• [BRANO DI PARTENZA]
Ma la difesa della lingua non è solo una questione di estetica o di resistenza personale. È una questione di strategia nazionale. Antonio Gramsci, nei Quaderni del carcere, ci offre due lezioni folgoranti.

La prima riguarda l’individuo.

Possedere una lingua complessa significa possedere un pensiero complesso.

Chi parla solo il dialetto o comprende la lingua nazionale in gradi diversi, partecipa necessariamente di una intuizione del mondo più o meno ristretta e provinciale, fossilizzata.” Senza la padronanza della “lingua nazionale, storicamente ricca e complessa”, siamo condannati a una visione del mondo limitata.

La seconda lezione riguarda la nazione.

Gramsci osserva con ammirazione il “modello francese”, dove la lingua è trattata come un pilastro dello Stato. Scrive:

Il punto di vista francese è quello della «lingua» come concezione del mondo, come base elementare – popolare-nazionale – dell’unità della civiltà francese. Perciò l’Accademia Francese ha una funzione nazionale di organizzazione dell’alta cultura.

Gramsci ci dice che una grande nazione deve organizzare la sua cultura. Non possiamo lasciare la lingua al caso o al degrado. Dobbiamo curarla come la “base elementare” della nostra civiltà, esattamente come fanno i francesi. Il nostro “Made in Italy” linguistico ha bisogno di tutela, disciplina e orgoglio.

La biodiversità culturale

Spesso si crede che parlare una lingua “globale” sia l’unico modo per aprirsi al mondo. È vero il contrario. L’antropologo Claude Lévi-Strauss ci ha insegnato che il dialogo esiste solo tra chi è diverso. Se l’Italia rinuncia alla sua “seta” linguistica per vestire solo la “plastica” globale, non avrà più nulla di interessante da dire. Nel saggio Race et Histoire (Razza e storia, 1952) scriveva:

La civiltà mondiale non potrebbe essere altro che la coalizione, su scala mondiale, di culture che preservino ciascuna la propria originalità.

• [DATI FORNITI]

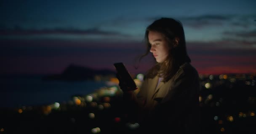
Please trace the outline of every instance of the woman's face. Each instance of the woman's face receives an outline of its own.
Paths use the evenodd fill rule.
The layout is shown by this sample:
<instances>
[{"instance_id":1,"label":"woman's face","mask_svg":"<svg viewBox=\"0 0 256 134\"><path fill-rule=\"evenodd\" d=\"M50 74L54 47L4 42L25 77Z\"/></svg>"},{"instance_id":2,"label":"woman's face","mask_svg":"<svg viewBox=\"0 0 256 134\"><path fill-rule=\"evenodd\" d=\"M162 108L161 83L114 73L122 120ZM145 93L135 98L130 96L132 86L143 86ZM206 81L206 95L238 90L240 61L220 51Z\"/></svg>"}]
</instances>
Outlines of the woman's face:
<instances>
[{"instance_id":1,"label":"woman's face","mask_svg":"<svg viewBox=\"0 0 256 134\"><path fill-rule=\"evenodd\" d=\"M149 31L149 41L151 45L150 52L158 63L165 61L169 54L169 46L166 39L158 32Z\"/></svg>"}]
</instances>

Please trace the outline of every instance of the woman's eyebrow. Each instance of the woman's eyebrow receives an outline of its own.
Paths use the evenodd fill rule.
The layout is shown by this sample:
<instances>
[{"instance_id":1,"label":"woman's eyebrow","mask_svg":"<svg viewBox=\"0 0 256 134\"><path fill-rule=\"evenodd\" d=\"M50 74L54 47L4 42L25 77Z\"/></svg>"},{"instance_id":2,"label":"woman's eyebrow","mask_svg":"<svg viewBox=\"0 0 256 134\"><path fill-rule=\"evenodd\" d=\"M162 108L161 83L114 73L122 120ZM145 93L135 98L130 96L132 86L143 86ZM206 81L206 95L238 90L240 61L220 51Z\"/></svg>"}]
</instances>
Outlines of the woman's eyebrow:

--

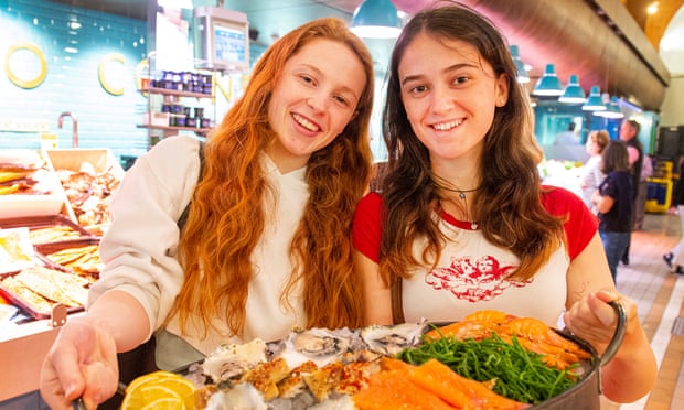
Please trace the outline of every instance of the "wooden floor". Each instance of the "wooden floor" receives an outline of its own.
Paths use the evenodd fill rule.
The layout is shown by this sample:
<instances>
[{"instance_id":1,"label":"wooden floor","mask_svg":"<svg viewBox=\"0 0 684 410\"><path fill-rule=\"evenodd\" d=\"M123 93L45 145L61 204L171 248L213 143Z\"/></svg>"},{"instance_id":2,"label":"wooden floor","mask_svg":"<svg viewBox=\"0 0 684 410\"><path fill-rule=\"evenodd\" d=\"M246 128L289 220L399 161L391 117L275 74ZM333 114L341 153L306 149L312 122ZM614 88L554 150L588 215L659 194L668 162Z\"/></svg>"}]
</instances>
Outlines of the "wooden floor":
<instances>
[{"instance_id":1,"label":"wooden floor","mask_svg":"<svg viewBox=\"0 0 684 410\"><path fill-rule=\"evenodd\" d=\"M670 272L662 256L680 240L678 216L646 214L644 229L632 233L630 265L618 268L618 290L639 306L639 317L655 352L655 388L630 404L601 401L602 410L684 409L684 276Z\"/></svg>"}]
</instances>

---

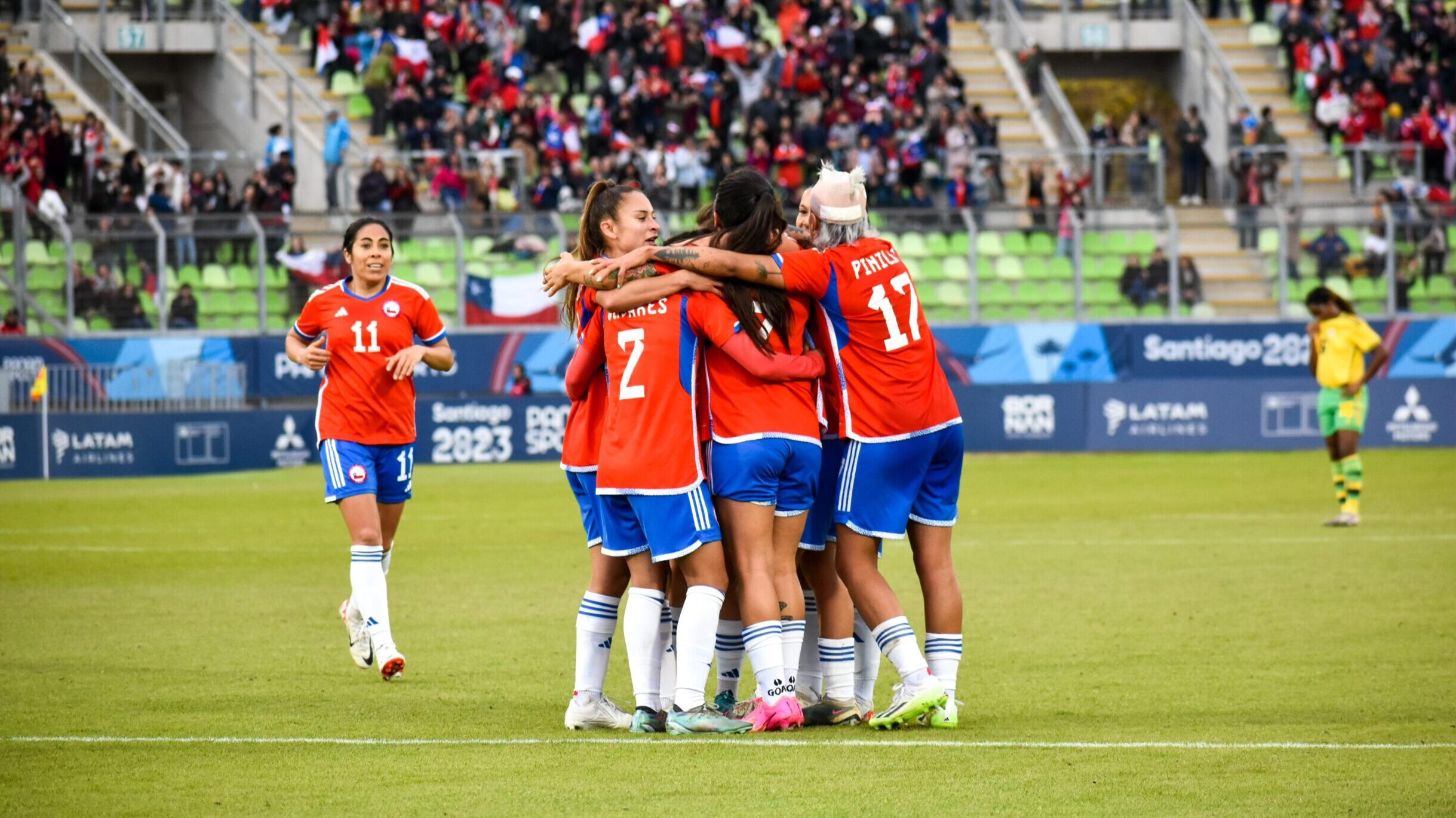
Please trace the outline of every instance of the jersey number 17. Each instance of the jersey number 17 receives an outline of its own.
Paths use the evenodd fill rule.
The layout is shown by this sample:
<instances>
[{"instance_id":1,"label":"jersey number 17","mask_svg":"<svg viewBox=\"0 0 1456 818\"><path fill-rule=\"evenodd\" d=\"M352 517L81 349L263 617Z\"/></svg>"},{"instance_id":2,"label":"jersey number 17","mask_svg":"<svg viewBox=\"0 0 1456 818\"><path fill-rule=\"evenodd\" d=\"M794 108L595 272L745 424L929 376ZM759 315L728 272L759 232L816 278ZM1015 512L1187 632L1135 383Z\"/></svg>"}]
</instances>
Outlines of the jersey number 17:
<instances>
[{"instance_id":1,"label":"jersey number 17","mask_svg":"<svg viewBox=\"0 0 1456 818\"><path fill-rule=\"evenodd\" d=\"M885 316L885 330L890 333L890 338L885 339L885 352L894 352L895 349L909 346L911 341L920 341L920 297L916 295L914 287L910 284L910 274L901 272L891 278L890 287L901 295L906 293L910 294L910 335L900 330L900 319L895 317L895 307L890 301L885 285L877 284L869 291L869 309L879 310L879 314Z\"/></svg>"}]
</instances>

• [CONSEGNA A]
Rispondi a queste domande sul brano:
(i) In quale opera Gramsci offre le due lezioni di cui parla il brano?
(ii) Quale istituzione ha una funzione nazionale di organizzazione dell'alta cultura?
(iii) In che anno è indicato il saggio Race et Histoire?
• [CONSEGNA B] Ricopia dal brano il pezzo che va da "Gramsci ci dice" fino a "la propria originalità." compreso.
• [CONSEGNA C] Elenca tutte le cose di cui, secondo il brano, ha bisogno il "Made in Italy" linguistico.

• [RISPOSTA A]
(i) Nei Quaderni del carcere.
(ii) L'Accademia Francese.
(iii) Nel 1952.

• [RISPOSTA B]
Gramsci ci dice che una grande nazione deve organizzare la sua cultura. Non possiamo lasciare la lingua al caso o al degrado. Dobbiamo curarla come la “base elementare” della nostra civiltà, esattamente come fanno i francesi. Il nostro “Made in Italy” linguistico ha bisogno di tutela, disciplina e orgoglio.

La biodiversità culturale

Spesso si crede che parlare una lingua “globale” sia l’unico modo per aprirsi al mondo. È vero il contrario. L’antropologo Claude Lévi-Strauss ci ha insegnato che il dialogo esiste solo tra chi è diverso. Se l’Italia rinuncia alla sua “seta” linguistica per vestire solo la “plastica” globale, non avrà più nulla di interessante da dire. Nel saggio Race et Histoire (Razza e storia, 1952) scriveva:

La civiltà mondiale non potrebbe essere altro che la coalizione, su scala mondiale, di culture che preservino ciascuna la propria originalità.

• [RISPOSTA C] Tutela, disciplina e orgoglio.